→ **What you should do**: Copy out exactly every line from the line containing "Practice step: indicate the hillside" until the records below end, inclusive of both boundary lines.

→ **Material shown**:
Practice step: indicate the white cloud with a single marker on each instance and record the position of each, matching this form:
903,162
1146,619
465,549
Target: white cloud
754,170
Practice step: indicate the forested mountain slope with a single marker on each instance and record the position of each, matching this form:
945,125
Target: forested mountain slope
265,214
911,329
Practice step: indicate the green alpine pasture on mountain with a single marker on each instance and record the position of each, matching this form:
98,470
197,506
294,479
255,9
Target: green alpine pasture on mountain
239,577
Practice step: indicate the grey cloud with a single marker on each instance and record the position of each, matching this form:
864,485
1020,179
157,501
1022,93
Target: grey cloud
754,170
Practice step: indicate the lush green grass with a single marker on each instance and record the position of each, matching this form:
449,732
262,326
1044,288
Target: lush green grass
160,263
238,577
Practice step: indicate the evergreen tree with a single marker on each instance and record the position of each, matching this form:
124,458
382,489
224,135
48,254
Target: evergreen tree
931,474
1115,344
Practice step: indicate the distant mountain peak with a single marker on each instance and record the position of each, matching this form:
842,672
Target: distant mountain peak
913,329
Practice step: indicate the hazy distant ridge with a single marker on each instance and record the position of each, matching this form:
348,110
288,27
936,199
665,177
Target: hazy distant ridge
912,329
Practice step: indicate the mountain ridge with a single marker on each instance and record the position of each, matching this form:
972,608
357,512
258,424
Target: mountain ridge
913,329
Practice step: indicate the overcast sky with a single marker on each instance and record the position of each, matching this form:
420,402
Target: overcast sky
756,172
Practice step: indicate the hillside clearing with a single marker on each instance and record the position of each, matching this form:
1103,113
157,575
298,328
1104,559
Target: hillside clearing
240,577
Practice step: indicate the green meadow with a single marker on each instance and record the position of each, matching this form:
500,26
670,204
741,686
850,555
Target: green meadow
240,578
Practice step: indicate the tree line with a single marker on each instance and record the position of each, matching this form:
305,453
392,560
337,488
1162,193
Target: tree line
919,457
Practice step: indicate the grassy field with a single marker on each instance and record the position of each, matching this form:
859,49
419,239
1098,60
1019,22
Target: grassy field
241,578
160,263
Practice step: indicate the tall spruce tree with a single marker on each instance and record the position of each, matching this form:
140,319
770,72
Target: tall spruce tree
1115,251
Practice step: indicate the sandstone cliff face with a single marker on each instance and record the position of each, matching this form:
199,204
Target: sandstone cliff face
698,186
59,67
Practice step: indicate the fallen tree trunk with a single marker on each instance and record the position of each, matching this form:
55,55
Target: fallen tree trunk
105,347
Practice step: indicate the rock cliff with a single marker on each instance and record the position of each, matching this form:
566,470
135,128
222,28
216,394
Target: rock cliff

→ **The result**:
Practice step: indicate the hillside clearing with a single marker on each instance and record the position of each, matching this form:
1103,113
157,575
298,328
1104,559
Target: hillside clearing
240,577
Practice step: indicate the green meadow with a single marker on each instance and record the position of each, matching this form:
500,26
670,204
741,686
850,555
Target: green meadow
240,578
Practice step: indicate the tree line with a single marker on each instance and record the position of each, matching this form:
305,453
392,560
337,488
1162,193
Target: tree line
919,457
Practice step: indicate the grassy field with a single marker on each instance and record the position of each, matching this form:
859,49
419,239
1098,60
1019,22
Target: grassy field
241,578
160,263
Practice step: indicate the tall spruce tree with a single marker on each instance and record the position of each, matching this form:
140,319
770,72
Target: tall spruce tree
1115,251
Practice step: indicate the sandstone cliff face with a single marker on each instance and record the position of each, matching this form:
199,204
Target: sandstone cliff face
698,186
59,67
Practice step: indicate the fallen tree trunk with a single marker on each instance and record the position of each, matching this form:
55,55
Target: fallen tree trunk
105,347
Practice step: indicate the rock cliff with a single marker on each instance and record the position of each, matching this form:
566,470
135,128
222,28
216,394
Target: rock cliff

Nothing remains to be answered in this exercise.